Travail demandé:
(1) Traduisez en anglais cette phrase du texte source sur la peine de mort aux États-Unis : « Des détenus également condamnés à mort au Tennessee ont déposé par la suite une requête dans laquelle ils disent préférer mourir sous les balles d’un peloton d’exécution plutôt que par injection létale. »
(2) Poursuivez l’article sur les condamnés à mort aux États-Unis à partir de sa dernière phrase.

États-Unis

Choisir entre la mort... et la mort

Des condamnés à mort américains qui contestent la volonté des autorités carcérales de les tuer par injection létale doivent proposer un mode d’exécution de rechange s’ils veulent être entendus par les tribunaux.

Cette singulière obligation explique l’exécution la semaine dernière par électrocution d’un homme de 63 ans, Edmund Zagorski, qui jugeait la chaise électrique potentiellement moins douloureuse que l’administration d’un cocktail médicamenteux expérimental.

Des détenus également condamnés à mort au Tennessee ont déposé par la suite une requête dans laquelle ils disent préférer mourir sous les balles d’un peloton d’exécution plutôt que par injection létale.

Le directeur du Death Penalty Information Centre (DPIC), Robert Dunham, qui suit les développements juridiques dans ce domaine, explique que ces détenus ne souhaitent pas avoir à faire un tel choix.

Une décision de la Cour suprême rendue en 2015 les oblige cependant à désigner une méthode acceptable pour leur exécution s’ils veulent que leur contestation de l’injection létale soit entendue, relève-t-il.

« Ce jugement a été largement critiqué en raison de la nature macabre du processus forçant un détenu à choisir la forme que prendra sa propre mort. »

— Robert Dunham, directeur du Death Penalty Information Centre 

Edmund Zagorski, précise M. Dunham, demandait initialement à être tué par injection létale avec un produit largement utilisé par le passé au Tennessee, le pentobarbitol, plutôt qu’un procédé utilisant le midazolam, un sédatif utilisé lors de plusieurs exécutions récentes qui ont mal tourné.

Données fournies:

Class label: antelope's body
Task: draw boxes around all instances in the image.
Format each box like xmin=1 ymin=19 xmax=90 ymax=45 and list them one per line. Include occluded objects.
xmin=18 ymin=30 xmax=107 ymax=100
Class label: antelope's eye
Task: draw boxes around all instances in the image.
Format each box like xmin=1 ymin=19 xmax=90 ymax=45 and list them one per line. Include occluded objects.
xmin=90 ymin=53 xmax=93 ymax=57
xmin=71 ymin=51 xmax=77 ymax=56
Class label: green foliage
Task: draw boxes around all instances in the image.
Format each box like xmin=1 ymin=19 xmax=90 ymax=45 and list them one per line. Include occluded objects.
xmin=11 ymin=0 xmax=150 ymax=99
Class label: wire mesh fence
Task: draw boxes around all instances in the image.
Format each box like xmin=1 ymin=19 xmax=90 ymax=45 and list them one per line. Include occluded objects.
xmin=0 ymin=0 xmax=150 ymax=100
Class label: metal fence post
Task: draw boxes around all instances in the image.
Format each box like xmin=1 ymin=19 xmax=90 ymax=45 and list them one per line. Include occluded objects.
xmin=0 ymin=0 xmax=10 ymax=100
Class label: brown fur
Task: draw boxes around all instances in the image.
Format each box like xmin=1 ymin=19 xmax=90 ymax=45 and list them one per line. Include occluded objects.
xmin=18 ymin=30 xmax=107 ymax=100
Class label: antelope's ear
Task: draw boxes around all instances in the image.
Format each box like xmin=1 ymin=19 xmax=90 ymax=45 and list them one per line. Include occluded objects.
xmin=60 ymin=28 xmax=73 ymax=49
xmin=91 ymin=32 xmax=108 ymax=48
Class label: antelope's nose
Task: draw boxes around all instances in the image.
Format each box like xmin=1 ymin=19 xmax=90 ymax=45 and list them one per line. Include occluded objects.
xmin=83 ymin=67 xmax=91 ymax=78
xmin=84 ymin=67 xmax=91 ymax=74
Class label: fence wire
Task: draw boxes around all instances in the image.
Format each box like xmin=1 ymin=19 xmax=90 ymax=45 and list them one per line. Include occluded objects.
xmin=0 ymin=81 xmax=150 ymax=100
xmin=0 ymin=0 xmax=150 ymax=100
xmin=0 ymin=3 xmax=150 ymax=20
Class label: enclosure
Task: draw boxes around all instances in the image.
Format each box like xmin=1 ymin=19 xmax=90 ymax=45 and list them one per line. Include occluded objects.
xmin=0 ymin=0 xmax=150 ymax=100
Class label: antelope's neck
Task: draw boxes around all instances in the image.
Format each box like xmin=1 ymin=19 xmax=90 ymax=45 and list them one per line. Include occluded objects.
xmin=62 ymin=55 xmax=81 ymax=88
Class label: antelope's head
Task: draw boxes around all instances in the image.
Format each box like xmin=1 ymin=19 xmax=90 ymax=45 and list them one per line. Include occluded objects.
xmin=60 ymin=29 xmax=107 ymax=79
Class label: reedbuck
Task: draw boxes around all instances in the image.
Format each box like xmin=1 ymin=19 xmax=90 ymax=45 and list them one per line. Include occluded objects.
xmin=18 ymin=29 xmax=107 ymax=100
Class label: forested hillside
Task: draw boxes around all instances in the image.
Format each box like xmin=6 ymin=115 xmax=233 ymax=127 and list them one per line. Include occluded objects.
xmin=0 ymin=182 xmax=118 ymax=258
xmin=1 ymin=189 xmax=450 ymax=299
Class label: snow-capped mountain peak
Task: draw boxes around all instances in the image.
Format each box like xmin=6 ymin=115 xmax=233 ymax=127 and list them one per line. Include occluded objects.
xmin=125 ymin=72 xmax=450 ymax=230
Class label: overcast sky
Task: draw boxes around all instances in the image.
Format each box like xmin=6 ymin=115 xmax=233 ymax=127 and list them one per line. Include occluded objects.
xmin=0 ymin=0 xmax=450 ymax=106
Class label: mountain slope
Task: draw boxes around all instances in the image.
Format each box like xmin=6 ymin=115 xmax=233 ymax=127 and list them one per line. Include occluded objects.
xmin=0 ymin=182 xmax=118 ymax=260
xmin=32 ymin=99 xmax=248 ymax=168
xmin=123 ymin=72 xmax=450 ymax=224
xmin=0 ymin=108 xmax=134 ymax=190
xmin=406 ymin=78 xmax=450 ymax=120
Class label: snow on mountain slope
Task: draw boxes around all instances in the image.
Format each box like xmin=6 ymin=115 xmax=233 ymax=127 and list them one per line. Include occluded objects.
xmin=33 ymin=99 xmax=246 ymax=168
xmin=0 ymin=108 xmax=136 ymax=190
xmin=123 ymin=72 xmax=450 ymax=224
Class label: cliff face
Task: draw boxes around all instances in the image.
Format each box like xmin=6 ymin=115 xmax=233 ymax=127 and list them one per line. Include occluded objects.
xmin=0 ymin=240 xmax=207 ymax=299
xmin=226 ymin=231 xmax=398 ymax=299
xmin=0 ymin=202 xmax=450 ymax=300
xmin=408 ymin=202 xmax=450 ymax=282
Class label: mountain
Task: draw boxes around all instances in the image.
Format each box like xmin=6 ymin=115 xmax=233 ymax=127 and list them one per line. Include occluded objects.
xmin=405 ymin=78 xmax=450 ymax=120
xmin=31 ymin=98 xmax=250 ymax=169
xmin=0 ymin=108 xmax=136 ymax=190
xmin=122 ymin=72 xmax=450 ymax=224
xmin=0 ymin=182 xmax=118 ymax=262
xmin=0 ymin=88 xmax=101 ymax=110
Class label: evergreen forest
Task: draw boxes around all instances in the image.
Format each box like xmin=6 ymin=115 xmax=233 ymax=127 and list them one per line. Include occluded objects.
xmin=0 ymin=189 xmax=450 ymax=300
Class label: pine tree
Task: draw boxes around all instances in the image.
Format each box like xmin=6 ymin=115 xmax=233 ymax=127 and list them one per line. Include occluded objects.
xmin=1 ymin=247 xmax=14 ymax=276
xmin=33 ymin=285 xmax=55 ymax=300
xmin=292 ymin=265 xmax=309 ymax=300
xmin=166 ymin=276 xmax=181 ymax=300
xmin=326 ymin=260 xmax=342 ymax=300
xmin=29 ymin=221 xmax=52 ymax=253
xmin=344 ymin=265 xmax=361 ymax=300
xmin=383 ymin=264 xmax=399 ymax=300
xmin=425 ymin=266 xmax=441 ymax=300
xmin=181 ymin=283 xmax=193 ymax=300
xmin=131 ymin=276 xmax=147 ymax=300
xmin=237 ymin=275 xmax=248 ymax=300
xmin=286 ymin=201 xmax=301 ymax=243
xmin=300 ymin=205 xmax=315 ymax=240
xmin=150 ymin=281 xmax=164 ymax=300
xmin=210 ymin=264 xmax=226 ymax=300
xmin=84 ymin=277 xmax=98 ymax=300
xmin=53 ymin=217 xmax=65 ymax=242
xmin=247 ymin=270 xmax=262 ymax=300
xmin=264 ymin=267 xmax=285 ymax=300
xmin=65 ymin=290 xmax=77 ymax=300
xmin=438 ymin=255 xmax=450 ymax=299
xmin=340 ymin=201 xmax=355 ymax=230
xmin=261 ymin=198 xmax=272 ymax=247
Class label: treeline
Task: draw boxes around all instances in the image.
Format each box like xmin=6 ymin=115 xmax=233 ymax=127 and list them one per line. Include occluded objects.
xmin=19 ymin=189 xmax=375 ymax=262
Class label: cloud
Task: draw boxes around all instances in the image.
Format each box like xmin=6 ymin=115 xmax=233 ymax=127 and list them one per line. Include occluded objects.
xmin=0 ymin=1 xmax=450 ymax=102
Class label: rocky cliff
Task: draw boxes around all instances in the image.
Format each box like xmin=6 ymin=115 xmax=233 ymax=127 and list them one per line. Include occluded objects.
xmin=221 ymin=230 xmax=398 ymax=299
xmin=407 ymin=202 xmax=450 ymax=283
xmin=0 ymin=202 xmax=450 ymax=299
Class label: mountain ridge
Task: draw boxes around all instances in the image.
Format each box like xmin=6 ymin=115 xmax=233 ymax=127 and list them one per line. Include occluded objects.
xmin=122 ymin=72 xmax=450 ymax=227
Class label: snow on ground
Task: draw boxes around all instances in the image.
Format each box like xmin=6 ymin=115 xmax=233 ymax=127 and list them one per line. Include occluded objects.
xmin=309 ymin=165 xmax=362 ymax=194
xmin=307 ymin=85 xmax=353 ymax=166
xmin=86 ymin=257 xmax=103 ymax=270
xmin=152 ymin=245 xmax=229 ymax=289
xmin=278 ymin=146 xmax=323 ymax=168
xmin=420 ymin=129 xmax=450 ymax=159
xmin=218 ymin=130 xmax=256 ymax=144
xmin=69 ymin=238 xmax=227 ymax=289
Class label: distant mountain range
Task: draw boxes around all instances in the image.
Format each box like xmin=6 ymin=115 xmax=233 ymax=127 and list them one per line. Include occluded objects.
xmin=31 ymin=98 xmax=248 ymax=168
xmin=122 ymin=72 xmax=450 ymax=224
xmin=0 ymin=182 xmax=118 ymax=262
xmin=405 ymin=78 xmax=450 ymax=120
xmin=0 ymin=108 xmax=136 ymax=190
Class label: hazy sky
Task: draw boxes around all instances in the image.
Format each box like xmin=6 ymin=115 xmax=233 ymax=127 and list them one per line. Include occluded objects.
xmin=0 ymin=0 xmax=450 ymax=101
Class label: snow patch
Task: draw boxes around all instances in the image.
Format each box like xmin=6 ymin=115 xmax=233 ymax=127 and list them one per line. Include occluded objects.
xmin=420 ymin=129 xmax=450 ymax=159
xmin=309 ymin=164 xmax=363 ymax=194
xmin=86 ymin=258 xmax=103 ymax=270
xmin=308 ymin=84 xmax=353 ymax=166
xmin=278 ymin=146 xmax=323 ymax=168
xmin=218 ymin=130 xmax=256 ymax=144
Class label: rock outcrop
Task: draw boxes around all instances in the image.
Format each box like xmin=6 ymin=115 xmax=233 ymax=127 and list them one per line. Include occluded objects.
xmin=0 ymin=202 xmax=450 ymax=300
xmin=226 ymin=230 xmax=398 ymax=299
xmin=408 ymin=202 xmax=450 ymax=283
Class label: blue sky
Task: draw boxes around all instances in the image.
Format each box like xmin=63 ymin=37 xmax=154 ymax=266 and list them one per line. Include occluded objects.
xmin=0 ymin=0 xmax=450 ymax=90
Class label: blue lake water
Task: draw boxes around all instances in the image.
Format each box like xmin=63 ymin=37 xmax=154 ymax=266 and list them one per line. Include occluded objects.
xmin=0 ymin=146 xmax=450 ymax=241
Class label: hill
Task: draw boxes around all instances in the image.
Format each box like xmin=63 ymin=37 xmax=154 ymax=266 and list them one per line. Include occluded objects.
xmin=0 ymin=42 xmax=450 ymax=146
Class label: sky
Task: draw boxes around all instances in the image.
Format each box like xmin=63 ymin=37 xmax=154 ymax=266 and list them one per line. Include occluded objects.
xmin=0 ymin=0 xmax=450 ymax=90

Réponses rédigées:
(1) Other inmates also sentenced to death in Tennessee subsequently filed a motion in which they say they would rather die by firing squad than by lethal injection.

(2)
Il a opté pour la chaise électrique après que les tribunaux eurent tranché que l’ancienne méthode d’exécution par injection létale n’était probablement plus accessible et ne constituait pas une solution de rechange.

Son avocate, Kelley Henry, a souligné en vain que le Tennessee avait forcé son client à réclamer « une mort horrible et funeste dans la chaise électrique » pour échapper à une forme de « torture chimique extrême ».

Son plaidoyer n’a pas convaincu la Cour suprême, qui est partagée sur l’exigence d’une méthode de rechange. Une juge dissidente, Sonia Sotomayor, a déclaré que cette obligation était à la fois « légalement et moralement » inacceptable et « grotesque » et devrait être retirée.

Selon Robert Dunham, la question figure aussi dans une autre cause entendue cette semaine par le plus haut tribunal du pays. Russell Bucklew, qui a été condamné à mort au Missouri pour un meurtre survenu en 1996, veut aussi éviter d’être tué par injection létale et demande à être plutôt exécuté par l’utilisation d’un gaz.

Craintes envers l’injection létale

En plus de mettre en relief une obligation juridique controversée, ces causes révèlent l’importance des craintes concernant l’injection létale.

« Quand des détenus aiment mieux opter pour la chaise électrique ou le peloton d’exécution, ça en dit long », note M. Dunham.

En raison notamment d’un embargo qui a rendu le pentobarbital difficilement accessible, nombre d’États ont dû expérimenter au cours des dernières années de nouveaux médicaments, parfois avec des résultats catastrophiques. Des détenus ont souffert pendant plusieurs minutes avant de mourir, semblant aux prises avec une vive douleur.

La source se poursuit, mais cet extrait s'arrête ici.